**Problems to solve**
(1) Answer these questions using the passage on the buffalo herds:
(a) Where were the hunters' horses picketed when the immense herd arrived about the first of December?
(b) About how many buffaloes were estimated to be in sight the next morning?
(c) How many buffaloes abreast ran in the column that passed the camp around Christmas time?
(2) Write what follows the last sentence of the passage about the buffalo herds.

**Given text**
* * * * * * * * *

But it is not to be understood that the movement of a great herd,
because it was made on a run, necessarily partook of the nature of a
stampede in which a herd sweeps forward in a body. The most graphic
account that I ever obtained of facts bearing on this point was
furnished by Mr. James McNaney, drawn from his experience on the
northern buffalo range in 1882. His party reached the range (on
Beaver Creek, about 100 miles south of Glendive) about the middle of
November, and found buffaloes already there; in fact they had begun
to arrive from the north as early as the middle of October. About
the first of December an immense herd arrived from the north. It
reached their vicinity one night, about 10 o'clock, in a mass that
seemed to spread everywhere. As the hunters sat in their tents,
loading cartridges and cleaning their rifles, a low rumble was
heard, which gradually increased to "a thundering noise," and some
one exclaimed, "There! that's a big herd of buffalo coming in!" All
ran out immediately, and hallooed and discharged rifles to keep the
buffaloes from running over their tents. Fortunately, the horses
were picketed some distance away in a grassy coulée, which the
buffaloes did not enter. The herd came at a jog trot, and moved
quite rapidly. "In the morning the whole country was black with
buffalo." It was estimated that 10,000 head were in sight. One
immense detachment went down on to a "flat" and laid down. There it
remained quietly, enjoying a long rest, for about ten days. It
gradually broke up into small bands, which strolled off in various
directions looking for food, and which the hunters quietly attacked.
A still more striking event occurred about Christmas time at the
same place. For a few days the neighborhood of McNaney's camp had
been entirely deserted by buffaloes, not even one remaining. But one
morning about daybreak a great herd which was traveling south began
to pass their camp. A long line of moving forms was seen advancing
rapidly from the northwest, coming in the direction of the hunters'
camp. It disappeared in the creek valley for a few moments, and
presently the leaders suddenly came in sight again at the top of "a
rise" a few hundred yards away, and came down the intervening slope
at full speed, within 50 yards of the two tents. After them came a
living stream of followers, all going at a gallop, described by the
observer as "a long lope," from four to ten buffaloes abreast.
Sometimes there would be a break in the column of a minute's
duration, then more buffaloes would appear at the brow of the hill,
and the column went rushing by as before. The calves ran with their
mothers, and the young stock got over the ground with much less
exertion than the older animals. For about four hours, or until past
11 o'clock, did this column of buffaloes gallop past the camp over a
course no wider than a village street. Three miles away toward the
south the long dark line of bobbing humps and hind quarters wound to
the right between two hills and disappeared. True to their
instincts, the hunters promptly brought out their rifles, and began
to fire at the buffaloes as they ran. A furious fusilade was kept up
from the very doors of the tents, and from first to last over fifty
buffaloes were killed. Some fell headlong the instant they were hit,
but the greater number ran on until their mortal wounds compelled
them to halt, draw off a little way to one side, and finally fall in
their death struggles.

* * * * * * * * *

Coordinate labeling data:
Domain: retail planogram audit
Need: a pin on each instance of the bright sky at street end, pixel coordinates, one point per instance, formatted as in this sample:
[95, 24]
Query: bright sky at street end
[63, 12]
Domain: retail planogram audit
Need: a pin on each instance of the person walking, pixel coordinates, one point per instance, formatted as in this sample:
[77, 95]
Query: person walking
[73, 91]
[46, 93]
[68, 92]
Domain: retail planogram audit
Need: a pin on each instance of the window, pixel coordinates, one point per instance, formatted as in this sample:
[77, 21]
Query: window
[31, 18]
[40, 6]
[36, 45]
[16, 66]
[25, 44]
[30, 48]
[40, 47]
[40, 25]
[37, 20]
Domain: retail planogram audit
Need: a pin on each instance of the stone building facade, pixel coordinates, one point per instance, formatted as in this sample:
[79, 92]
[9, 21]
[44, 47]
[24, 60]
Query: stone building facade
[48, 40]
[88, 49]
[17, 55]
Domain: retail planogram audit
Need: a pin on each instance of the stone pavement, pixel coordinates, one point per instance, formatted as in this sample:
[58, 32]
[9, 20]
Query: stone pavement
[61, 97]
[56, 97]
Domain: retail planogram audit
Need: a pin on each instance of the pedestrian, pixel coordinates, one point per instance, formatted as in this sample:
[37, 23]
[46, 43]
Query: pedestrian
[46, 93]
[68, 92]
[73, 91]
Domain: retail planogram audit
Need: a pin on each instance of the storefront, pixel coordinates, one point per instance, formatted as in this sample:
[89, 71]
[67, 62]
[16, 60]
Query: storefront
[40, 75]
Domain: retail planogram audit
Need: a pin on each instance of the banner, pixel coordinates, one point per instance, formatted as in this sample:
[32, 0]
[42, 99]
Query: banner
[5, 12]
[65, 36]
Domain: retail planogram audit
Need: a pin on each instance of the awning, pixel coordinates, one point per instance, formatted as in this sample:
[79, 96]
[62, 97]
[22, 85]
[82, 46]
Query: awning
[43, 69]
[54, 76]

* * * * * * * * *

**Answers for the tasks**
(1)
(a) Some distance away in a grassy coulée, which the buffaloes did not enter.
(b) About 10,000 head.
(c) From four to ten buffaloes abreast.

(2)
Mr. McNaney stated that the hunters estimated the number of
buffaloes on that portion of the range that winter (1881-'82) at
100,000.
It is probable, and in fact reasonably certain, that such
forced-march migrations as the above were due to snow-covered
pastures and a scarcity of food on the more northern ranges. Having
learned that a journey south will bring him to regions of less snow
and more grass, it is but natural that so lusty a traveler should
migrate. The herds or bands which started south in the fall months
traveled more leisurely, with frequent halts to graze on rich
pastures. The advance was on a very different plan, taking place in
straggling lines and small groups dispersed over quite a scope of
country.
Unless closely pursued, the buffalo never chose to make a journey of
several miles through hilly country on a continuous run. Even when
fleeing from the attack of a hunter, I have often had occasion to
notice that, if the hunter was a mile behind, the buffalo would
always walk when going uphill; but as soon as the crest was gained
he would begin to run, and go down the slope either at a gallop or a
swift trot. In former times, when the buffalo's world was wide, when
retreating from an attack he always ran against the wind, to avoid
running upon a new danger, which showed that he depended more upon
his sense of smell than his eye-sight. During the last years of his
existence, however, this habit almost totally disappeared, and the
harried survivors learned to run for the regions which offered the
greatest safety. But even to-day, if a Texas hunter should go into
the Staked Plains, and descry in the distance a body of animals
running against the wind, he would, without a moment's hesitation,
pronounce them buffaloes, and the chances are that he would be
right.
In winter the buffalo used to face the storms, instead of turning
tail and "drifting" before them helplessly, as domestic cattle do.
But at the same time, when beset by a blizzard, he would wisely seek
shelter from it in some narrow and deep valley or system of ravines.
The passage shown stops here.